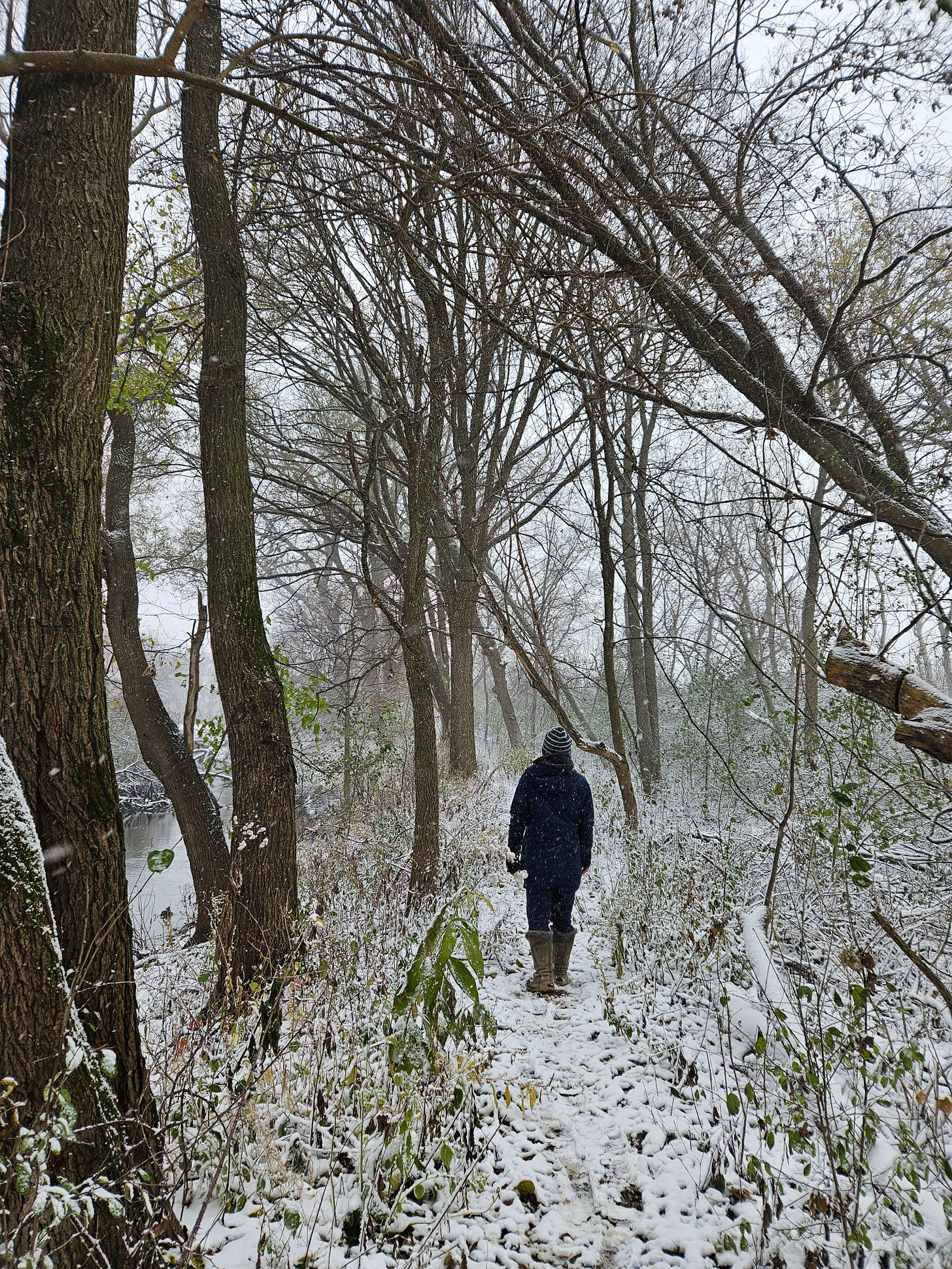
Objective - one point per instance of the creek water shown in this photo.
(171, 891)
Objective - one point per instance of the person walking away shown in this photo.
(551, 822)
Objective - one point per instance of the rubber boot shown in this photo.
(562, 951)
(541, 948)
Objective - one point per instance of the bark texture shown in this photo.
(926, 709)
(65, 245)
(500, 689)
(163, 745)
(37, 1024)
(604, 505)
(194, 675)
(263, 885)
(814, 561)
(422, 476)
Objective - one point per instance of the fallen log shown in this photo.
(926, 709)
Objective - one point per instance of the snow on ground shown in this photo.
(596, 1149)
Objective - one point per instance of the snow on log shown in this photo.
(930, 731)
(865, 674)
(926, 709)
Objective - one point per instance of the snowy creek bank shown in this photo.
(687, 1102)
(590, 1155)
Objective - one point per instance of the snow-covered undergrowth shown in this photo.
(713, 1089)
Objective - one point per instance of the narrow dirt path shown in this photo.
(613, 1147)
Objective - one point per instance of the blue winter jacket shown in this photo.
(550, 825)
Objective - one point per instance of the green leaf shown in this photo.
(446, 948)
(474, 953)
(461, 973)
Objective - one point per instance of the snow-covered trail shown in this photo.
(611, 1143)
(597, 1146)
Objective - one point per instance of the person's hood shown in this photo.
(542, 767)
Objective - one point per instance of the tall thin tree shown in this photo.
(263, 890)
(64, 246)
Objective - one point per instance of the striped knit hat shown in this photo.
(556, 748)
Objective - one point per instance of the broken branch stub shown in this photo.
(926, 709)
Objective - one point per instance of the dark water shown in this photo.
(165, 892)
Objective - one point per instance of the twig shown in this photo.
(922, 966)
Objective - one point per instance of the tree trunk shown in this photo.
(647, 556)
(638, 651)
(926, 709)
(813, 668)
(65, 234)
(263, 891)
(420, 486)
(500, 689)
(604, 522)
(39, 1023)
(159, 739)
(194, 675)
(462, 713)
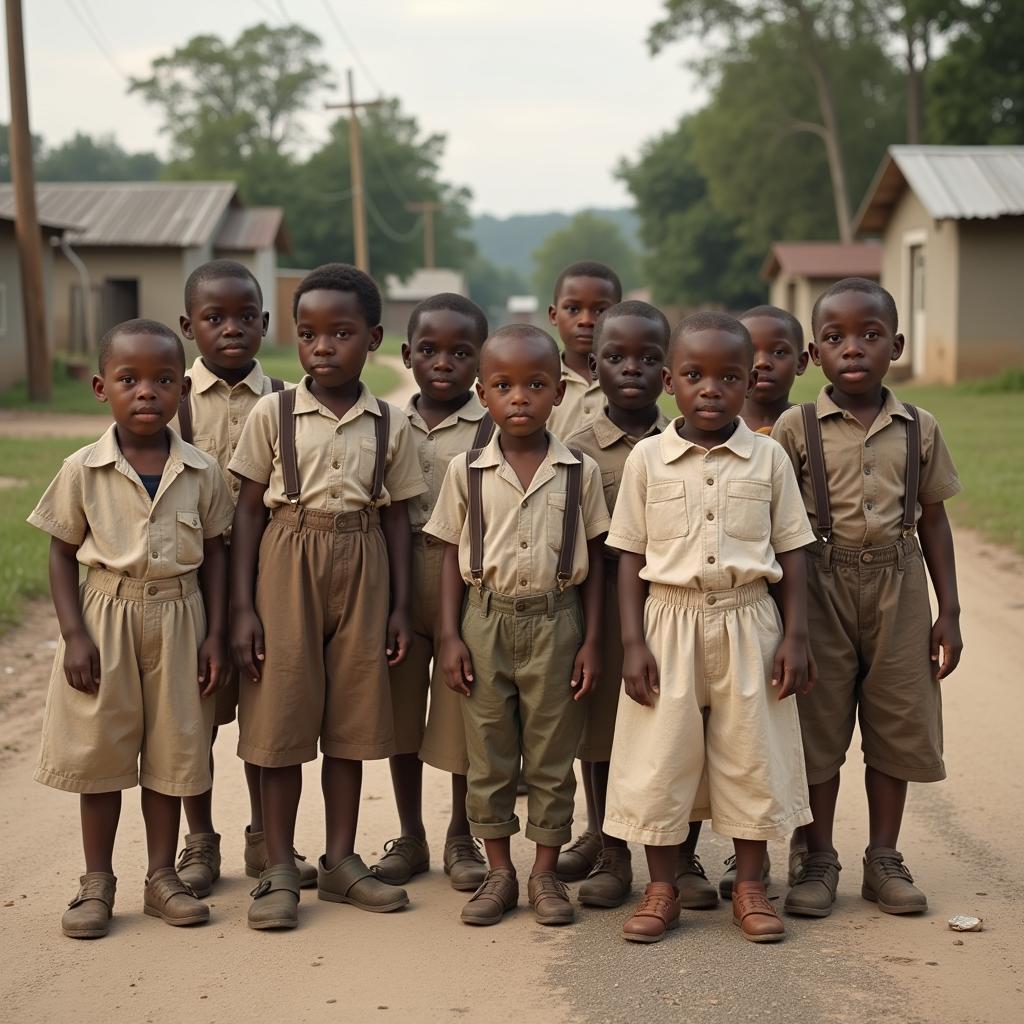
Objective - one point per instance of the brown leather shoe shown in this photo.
(657, 913)
(754, 914)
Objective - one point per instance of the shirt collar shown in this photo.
(674, 446)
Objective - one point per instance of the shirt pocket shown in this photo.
(748, 510)
(189, 539)
(666, 511)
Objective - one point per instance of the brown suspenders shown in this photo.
(569, 520)
(816, 466)
(184, 412)
(289, 460)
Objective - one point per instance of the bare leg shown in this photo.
(100, 812)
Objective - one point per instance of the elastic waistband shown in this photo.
(142, 590)
(299, 517)
(689, 597)
(891, 554)
(538, 604)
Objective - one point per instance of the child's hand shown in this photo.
(457, 666)
(399, 636)
(247, 644)
(946, 638)
(790, 671)
(82, 664)
(586, 670)
(640, 674)
(212, 664)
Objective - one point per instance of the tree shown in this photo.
(587, 236)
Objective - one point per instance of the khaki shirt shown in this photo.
(709, 520)
(336, 458)
(97, 503)
(435, 449)
(583, 400)
(522, 528)
(866, 469)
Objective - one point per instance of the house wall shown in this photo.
(991, 272)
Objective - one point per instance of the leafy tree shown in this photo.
(587, 236)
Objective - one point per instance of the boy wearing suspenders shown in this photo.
(873, 472)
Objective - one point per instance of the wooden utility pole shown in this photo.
(355, 157)
(30, 243)
(428, 210)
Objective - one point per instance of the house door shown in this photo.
(918, 326)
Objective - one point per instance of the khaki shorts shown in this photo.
(146, 724)
(870, 626)
(438, 736)
(716, 714)
(322, 594)
(521, 706)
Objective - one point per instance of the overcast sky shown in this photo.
(539, 98)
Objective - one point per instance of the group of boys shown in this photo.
(527, 565)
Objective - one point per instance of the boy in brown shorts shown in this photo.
(708, 516)
(224, 316)
(311, 632)
(141, 647)
(522, 521)
(445, 333)
(872, 472)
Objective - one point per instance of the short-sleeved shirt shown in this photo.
(582, 401)
(866, 469)
(336, 458)
(435, 449)
(220, 410)
(98, 503)
(709, 520)
(522, 526)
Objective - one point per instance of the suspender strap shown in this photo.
(289, 461)
(475, 483)
(382, 427)
(570, 520)
(912, 470)
(816, 465)
(184, 420)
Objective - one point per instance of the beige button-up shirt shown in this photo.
(97, 503)
(866, 469)
(709, 520)
(336, 458)
(435, 449)
(522, 527)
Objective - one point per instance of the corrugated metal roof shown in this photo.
(954, 182)
(136, 213)
(823, 259)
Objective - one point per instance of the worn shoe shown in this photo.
(257, 860)
(813, 892)
(888, 883)
(728, 880)
(88, 914)
(578, 861)
(464, 864)
(199, 862)
(695, 892)
(498, 894)
(611, 880)
(657, 913)
(550, 899)
(754, 914)
(170, 899)
(351, 882)
(275, 898)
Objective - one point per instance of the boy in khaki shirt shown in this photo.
(523, 520)
(708, 516)
(141, 647)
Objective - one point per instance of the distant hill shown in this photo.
(510, 241)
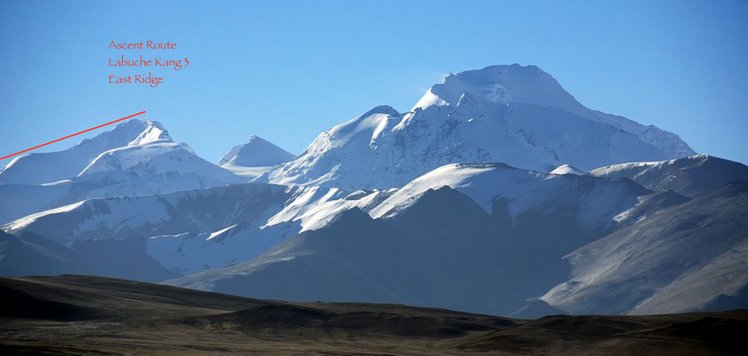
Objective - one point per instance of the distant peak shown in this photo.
(501, 84)
(568, 169)
(381, 109)
(257, 152)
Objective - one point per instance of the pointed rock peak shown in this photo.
(568, 169)
(257, 152)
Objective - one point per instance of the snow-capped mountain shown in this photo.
(39, 168)
(255, 157)
(491, 239)
(497, 192)
(148, 162)
(189, 231)
(510, 114)
(446, 239)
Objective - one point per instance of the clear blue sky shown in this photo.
(286, 70)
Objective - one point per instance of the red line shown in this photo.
(71, 135)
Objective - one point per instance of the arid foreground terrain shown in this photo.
(84, 314)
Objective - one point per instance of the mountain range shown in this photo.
(496, 193)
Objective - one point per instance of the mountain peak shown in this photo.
(257, 152)
(38, 168)
(502, 84)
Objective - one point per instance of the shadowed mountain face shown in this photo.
(83, 314)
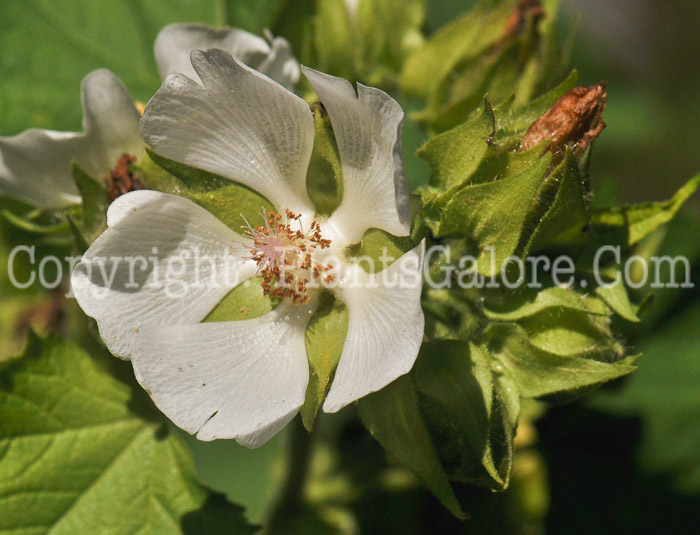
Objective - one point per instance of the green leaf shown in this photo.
(467, 37)
(325, 338)
(539, 373)
(455, 382)
(514, 120)
(393, 417)
(369, 44)
(28, 224)
(83, 453)
(253, 15)
(80, 36)
(499, 48)
(617, 298)
(627, 225)
(456, 154)
(663, 394)
(93, 218)
(569, 332)
(523, 302)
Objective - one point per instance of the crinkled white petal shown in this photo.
(367, 128)
(385, 329)
(35, 166)
(240, 125)
(163, 260)
(280, 64)
(176, 41)
(110, 122)
(240, 379)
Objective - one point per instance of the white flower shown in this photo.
(35, 166)
(247, 379)
(271, 56)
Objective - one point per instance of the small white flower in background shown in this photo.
(35, 166)
(247, 379)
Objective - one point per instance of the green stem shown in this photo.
(291, 498)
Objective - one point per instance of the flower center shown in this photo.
(284, 253)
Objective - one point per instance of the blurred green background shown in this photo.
(626, 460)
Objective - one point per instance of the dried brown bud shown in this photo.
(121, 180)
(574, 121)
(516, 22)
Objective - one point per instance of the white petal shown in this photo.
(35, 166)
(110, 121)
(176, 41)
(240, 125)
(367, 128)
(239, 379)
(385, 330)
(280, 64)
(197, 267)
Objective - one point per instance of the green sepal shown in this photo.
(246, 301)
(493, 215)
(370, 44)
(93, 216)
(325, 338)
(565, 226)
(324, 178)
(392, 416)
(456, 154)
(28, 224)
(193, 178)
(466, 38)
(541, 373)
(471, 425)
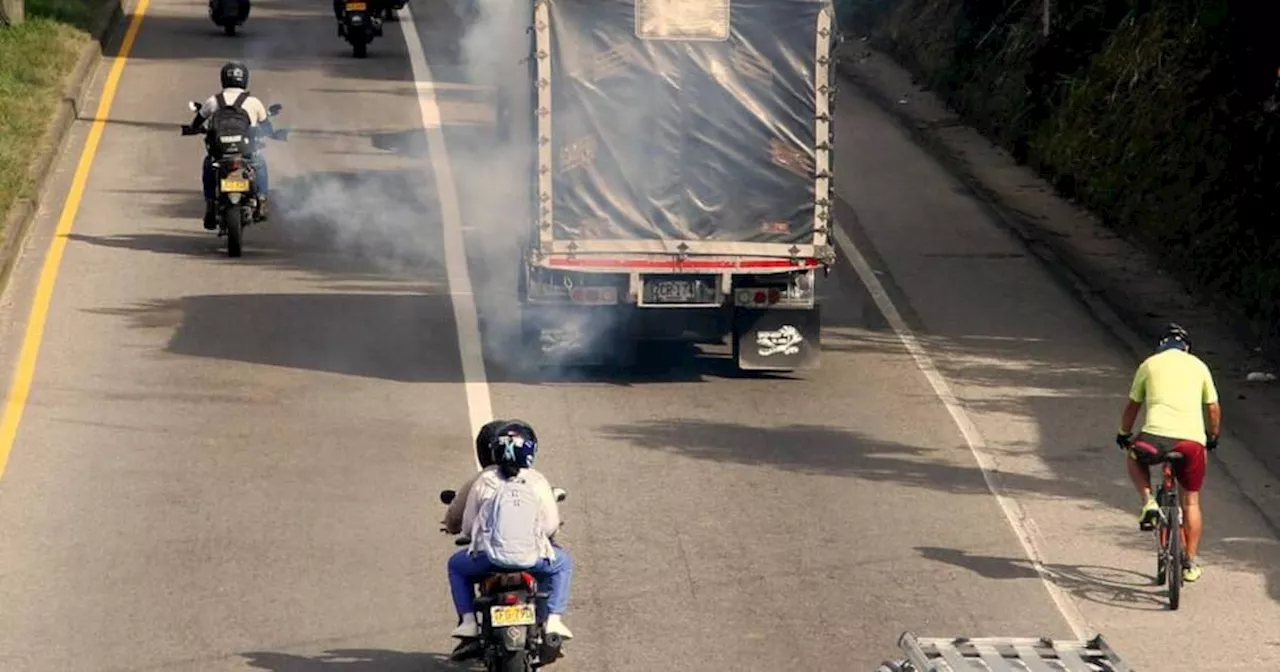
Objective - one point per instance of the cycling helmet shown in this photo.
(1174, 337)
(513, 447)
(484, 452)
(234, 76)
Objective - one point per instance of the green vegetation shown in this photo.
(1156, 114)
(35, 60)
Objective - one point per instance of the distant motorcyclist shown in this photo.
(233, 103)
(510, 536)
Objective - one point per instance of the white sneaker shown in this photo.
(469, 629)
(554, 625)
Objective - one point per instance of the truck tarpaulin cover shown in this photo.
(670, 124)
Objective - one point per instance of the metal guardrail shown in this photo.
(1005, 654)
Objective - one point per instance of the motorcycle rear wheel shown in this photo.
(232, 218)
(513, 662)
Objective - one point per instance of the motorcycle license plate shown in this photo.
(520, 615)
(234, 186)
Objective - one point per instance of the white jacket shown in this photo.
(484, 489)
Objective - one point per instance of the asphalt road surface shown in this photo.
(233, 464)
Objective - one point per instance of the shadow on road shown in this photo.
(393, 337)
(828, 451)
(351, 661)
(1112, 586)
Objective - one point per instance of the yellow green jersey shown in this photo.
(1175, 385)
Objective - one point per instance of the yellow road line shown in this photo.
(26, 371)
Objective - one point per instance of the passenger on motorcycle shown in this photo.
(502, 530)
(234, 78)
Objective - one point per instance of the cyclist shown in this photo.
(1176, 387)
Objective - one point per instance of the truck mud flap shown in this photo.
(556, 336)
(777, 339)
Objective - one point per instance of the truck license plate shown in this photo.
(234, 186)
(520, 615)
(672, 291)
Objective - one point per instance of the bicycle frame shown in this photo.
(1170, 548)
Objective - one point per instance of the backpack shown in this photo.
(512, 522)
(229, 128)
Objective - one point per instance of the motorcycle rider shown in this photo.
(513, 448)
(234, 78)
(484, 455)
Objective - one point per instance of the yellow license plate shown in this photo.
(521, 615)
(236, 186)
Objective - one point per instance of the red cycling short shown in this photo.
(1189, 470)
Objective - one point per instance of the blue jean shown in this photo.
(210, 178)
(553, 577)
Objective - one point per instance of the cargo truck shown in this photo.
(681, 177)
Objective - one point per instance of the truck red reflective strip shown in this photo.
(670, 264)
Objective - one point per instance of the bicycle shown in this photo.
(1169, 519)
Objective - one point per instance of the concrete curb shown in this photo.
(22, 215)
(1110, 302)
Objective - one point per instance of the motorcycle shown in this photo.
(359, 24)
(511, 612)
(236, 186)
(229, 14)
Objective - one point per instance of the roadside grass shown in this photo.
(35, 60)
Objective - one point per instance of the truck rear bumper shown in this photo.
(781, 339)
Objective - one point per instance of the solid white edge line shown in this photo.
(1022, 524)
(465, 316)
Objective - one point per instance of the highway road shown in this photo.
(233, 464)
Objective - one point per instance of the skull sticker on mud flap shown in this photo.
(785, 341)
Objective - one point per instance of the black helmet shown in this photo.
(484, 442)
(1174, 337)
(513, 447)
(234, 76)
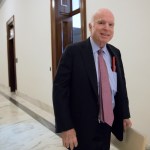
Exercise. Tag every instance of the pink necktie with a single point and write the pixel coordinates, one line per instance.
(106, 110)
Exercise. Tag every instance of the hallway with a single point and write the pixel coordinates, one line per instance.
(23, 129)
(19, 131)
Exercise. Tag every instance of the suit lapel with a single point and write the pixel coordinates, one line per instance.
(87, 55)
(113, 53)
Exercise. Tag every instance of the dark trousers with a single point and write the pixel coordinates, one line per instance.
(100, 141)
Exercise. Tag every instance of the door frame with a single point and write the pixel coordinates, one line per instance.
(55, 53)
(11, 53)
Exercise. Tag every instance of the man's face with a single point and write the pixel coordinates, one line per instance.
(102, 28)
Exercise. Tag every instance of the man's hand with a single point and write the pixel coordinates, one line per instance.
(127, 123)
(69, 139)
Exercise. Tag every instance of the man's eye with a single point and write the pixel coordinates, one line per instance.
(100, 22)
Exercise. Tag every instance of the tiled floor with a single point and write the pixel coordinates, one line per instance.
(20, 131)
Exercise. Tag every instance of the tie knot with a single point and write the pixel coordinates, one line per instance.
(100, 51)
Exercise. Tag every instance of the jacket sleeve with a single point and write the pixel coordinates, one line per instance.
(124, 95)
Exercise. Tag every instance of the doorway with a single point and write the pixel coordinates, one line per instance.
(68, 25)
(11, 54)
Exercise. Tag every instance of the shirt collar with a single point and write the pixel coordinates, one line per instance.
(95, 47)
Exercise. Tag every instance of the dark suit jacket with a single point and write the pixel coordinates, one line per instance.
(75, 92)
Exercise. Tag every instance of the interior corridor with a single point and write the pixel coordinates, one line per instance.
(24, 129)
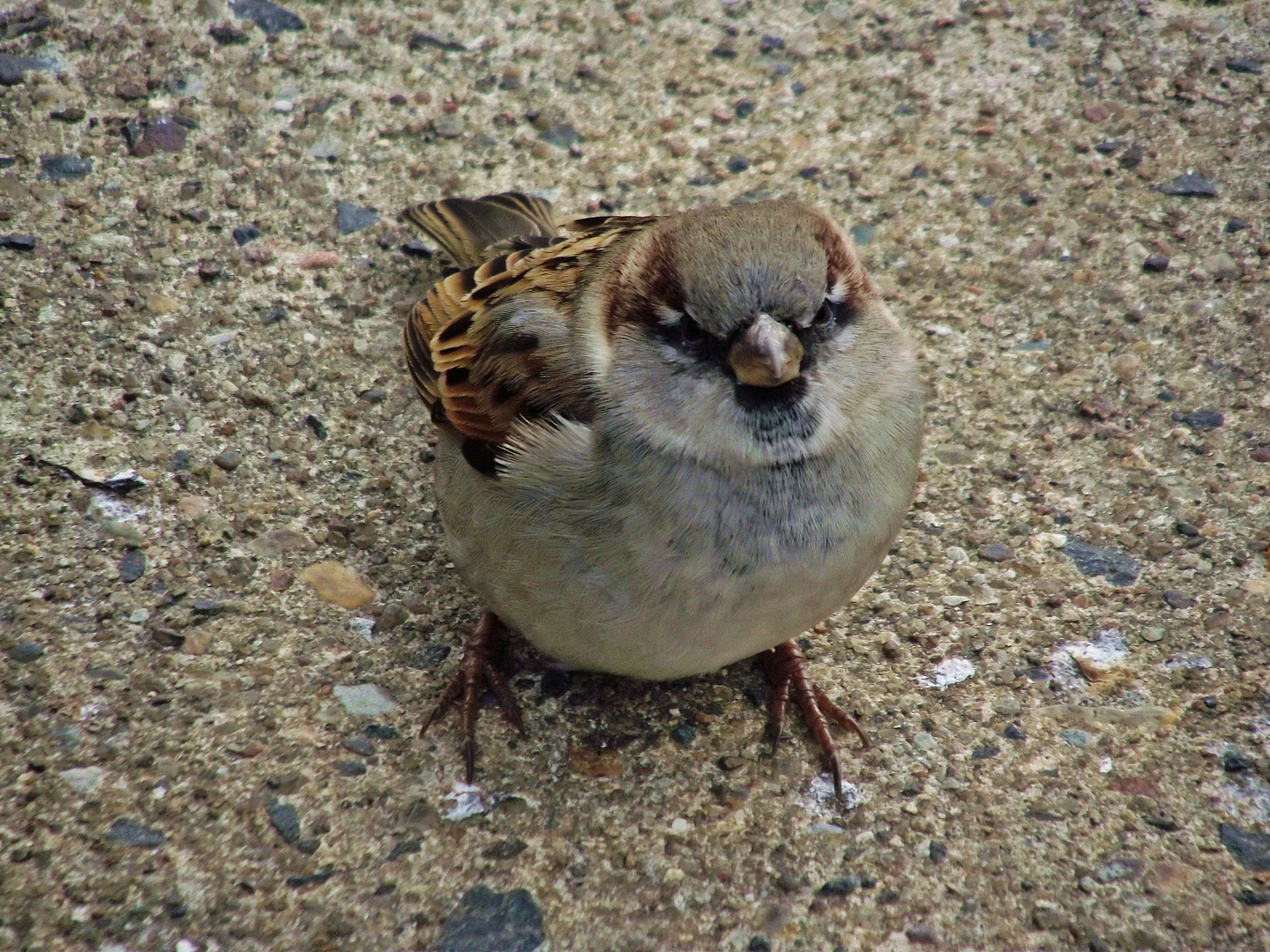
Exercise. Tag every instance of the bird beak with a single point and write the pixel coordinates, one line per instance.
(767, 354)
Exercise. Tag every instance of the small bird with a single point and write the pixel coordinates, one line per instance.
(666, 443)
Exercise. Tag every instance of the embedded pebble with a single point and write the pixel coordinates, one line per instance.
(338, 584)
(493, 922)
(363, 700)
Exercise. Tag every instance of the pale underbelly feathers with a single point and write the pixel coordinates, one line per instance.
(701, 573)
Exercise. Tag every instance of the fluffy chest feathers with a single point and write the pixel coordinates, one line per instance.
(612, 557)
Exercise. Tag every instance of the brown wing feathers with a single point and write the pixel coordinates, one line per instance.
(465, 227)
(482, 366)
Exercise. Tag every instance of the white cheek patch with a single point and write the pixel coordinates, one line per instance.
(667, 315)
==*==
#### About this task:
Set down exactly what runs from the line containing "Exercise. Tag every instance of the brown" through the last line above, both lines included.

#### Written solution:
Exercise. Tag every instance of the brown wing feathers with a single point and write the pixel coordinates, one line per instance.
(465, 227)
(482, 366)
Exercise. Tag every instance of the white cheek patch with a single point and write the pixel coordinates, one line per instance.
(667, 315)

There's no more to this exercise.